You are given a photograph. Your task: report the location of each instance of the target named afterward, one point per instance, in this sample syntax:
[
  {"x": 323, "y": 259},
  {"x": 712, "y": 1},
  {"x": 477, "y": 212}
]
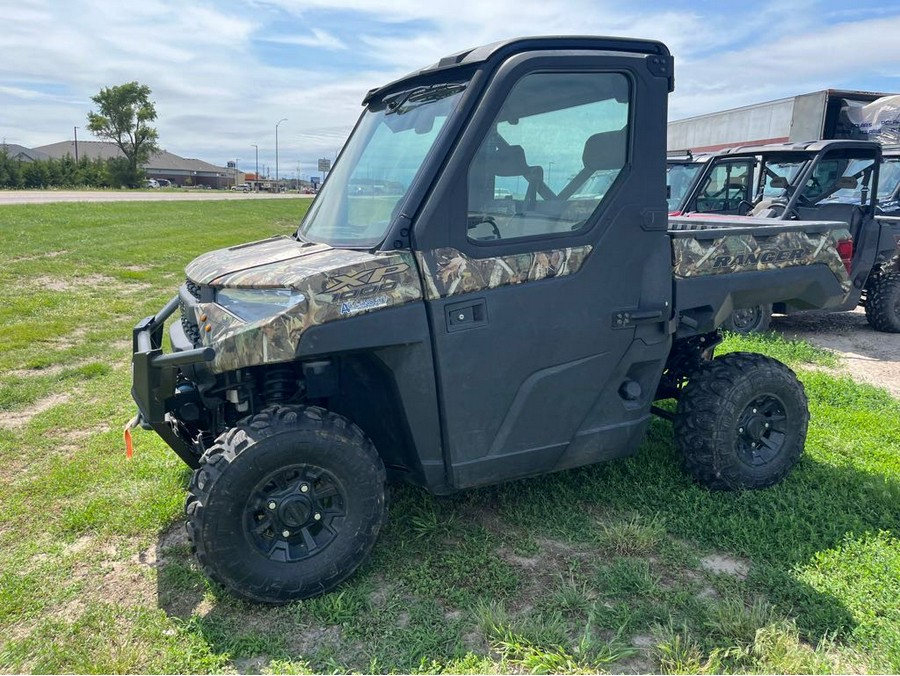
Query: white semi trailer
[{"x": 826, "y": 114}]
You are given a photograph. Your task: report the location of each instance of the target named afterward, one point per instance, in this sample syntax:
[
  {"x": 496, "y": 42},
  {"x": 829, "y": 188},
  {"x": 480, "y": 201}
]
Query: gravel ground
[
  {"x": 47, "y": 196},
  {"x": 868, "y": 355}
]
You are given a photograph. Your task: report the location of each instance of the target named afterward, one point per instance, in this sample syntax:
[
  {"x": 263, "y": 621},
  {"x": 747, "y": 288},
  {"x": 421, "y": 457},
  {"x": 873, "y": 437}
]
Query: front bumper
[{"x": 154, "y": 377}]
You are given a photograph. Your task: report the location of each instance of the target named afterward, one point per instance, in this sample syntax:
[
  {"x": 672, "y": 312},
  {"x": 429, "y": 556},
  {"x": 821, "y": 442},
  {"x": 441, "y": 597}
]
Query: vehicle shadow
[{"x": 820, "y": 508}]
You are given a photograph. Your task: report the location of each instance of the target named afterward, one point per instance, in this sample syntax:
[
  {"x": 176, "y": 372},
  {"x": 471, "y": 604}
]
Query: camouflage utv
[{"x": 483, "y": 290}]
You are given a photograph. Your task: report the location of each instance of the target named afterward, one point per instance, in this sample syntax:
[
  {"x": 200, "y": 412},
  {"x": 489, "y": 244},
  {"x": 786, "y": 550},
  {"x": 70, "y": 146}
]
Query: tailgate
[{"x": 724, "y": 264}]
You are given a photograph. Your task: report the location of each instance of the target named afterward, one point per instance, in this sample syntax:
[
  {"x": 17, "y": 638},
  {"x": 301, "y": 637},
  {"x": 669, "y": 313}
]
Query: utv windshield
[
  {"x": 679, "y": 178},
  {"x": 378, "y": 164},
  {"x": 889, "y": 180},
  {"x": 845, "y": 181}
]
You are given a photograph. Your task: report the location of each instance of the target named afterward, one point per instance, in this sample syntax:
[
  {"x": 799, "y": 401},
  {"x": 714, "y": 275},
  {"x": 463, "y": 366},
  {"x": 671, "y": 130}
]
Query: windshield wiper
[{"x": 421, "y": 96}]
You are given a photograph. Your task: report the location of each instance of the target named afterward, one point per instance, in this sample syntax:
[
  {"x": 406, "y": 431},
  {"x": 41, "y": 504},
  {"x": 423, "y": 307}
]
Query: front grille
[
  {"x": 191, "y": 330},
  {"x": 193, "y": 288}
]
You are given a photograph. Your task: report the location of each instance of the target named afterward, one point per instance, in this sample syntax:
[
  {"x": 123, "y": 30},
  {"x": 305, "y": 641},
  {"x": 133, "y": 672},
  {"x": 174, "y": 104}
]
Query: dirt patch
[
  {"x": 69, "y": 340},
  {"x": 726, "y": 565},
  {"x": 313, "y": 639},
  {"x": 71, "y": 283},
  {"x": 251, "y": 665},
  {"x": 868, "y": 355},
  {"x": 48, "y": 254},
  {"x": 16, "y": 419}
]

*****

### What to work on
With images excluded, write the records above out again exactly.

### Task response
You are given a photograph. Your task: report the location of each instance of the target named afterward, one point per instance, in this sample syntax:
[
  {"x": 323, "y": 259},
  {"x": 712, "y": 1},
  {"x": 477, "y": 212}
]
Query: white semi trailer
[{"x": 826, "y": 114}]
You are given a photograph. Your task: report the location of each instance of the target named afterward, one point per instance, in this sample syntax:
[
  {"x": 496, "y": 42},
  {"x": 829, "y": 188},
  {"x": 480, "y": 201}
]
Query: gravel ground
[
  {"x": 47, "y": 196},
  {"x": 868, "y": 355}
]
You are given a photograph. Your task: report the location of each instance of the target named afterward, one point per instance, in this sample syntax:
[
  {"x": 263, "y": 621},
  {"x": 747, "y": 288},
  {"x": 421, "y": 457},
  {"x": 873, "y": 437}
]
Query: front bumper
[{"x": 154, "y": 377}]
You are given a photograph. Your task: report the location of each instance of the target named afterward, one point per instance, in this sample syntax:
[
  {"x": 672, "y": 312},
  {"x": 429, "y": 556},
  {"x": 821, "y": 442},
  {"x": 441, "y": 597}
]
Query: vehicle shadow
[{"x": 820, "y": 508}]
You are given a photograph. Your task: report the location of each instance of the target named afterward, one point per instance, in this sample syntax:
[
  {"x": 176, "y": 372},
  {"x": 471, "y": 604}
]
Query: camouflage utv
[{"x": 483, "y": 290}]
You are given a photograph. Your task: report the location of each instance of the target named afterward, one point per instance, in this sample syntax:
[
  {"x": 200, "y": 412},
  {"x": 489, "y": 244},
  {"x": 786, "y": 550},
  {"x": 70, "y": 146}
]
Query: tailgate
[{"x": 724, "y": 264}]
You are given a photograph. Your task: report the location of each instance of the target named afterward, one point per instance, in this sample syntax:
[
  {"x": 17, "y": 638},
  {"x": 301, "y": 637},
  {"x": 669, "y": 313}
]
Query: utv windshield
[
  {"x": 679, "y": 178},
  {"x": 378, "y": 164},
  {"x": 889, "y": 180},
  {"x": 845, "y": 181}
]
You are given a photograph. Your task: report the location of each instance of the target named afterward, one point per instance, in this sample syntax:
[
  {"x": 799, "y": 401},
  {"x": 714, "y": 275},
  {"x": 463, "y": 366},
  {"x": 671, "y": 130}
]
Query: windshield wiper
[{"x": 421, "y": 96}]
You are given a photograph. Your task: report the location of each instance of the target named afterward, one point per instance, in this sample syntax:
[
  {"x": 406, "y": 431},
  {"x": 41, "y": 504},
  {"x": 423, "y": 307}
]
Query: front grille
[
  {"x": 191, "y": 330},
  {"x": 193, "y": 288}
]
You are given a photograph. Your task: report the location of each instance of the target named afterward, one point per instance, in this sample syntax:
[
  {"x": 123, "y": 30},
  {"x": 305, "y": 641},
  {"x": 133, "y": 672},
  {"x": 174, "y": 104}
]
Query: dirt patch
[
  {"x": 69, "y": 340},
  {"x": 726, "y": 565},
  {"x": 313, "y": 639},
  {"x": 71, "y": 283},
  {"x": 251, "y": 665},
  {"x": 868, "y": 355},
  {"x": 48, "y": 254},
  {"x": 16, "y": 419}
]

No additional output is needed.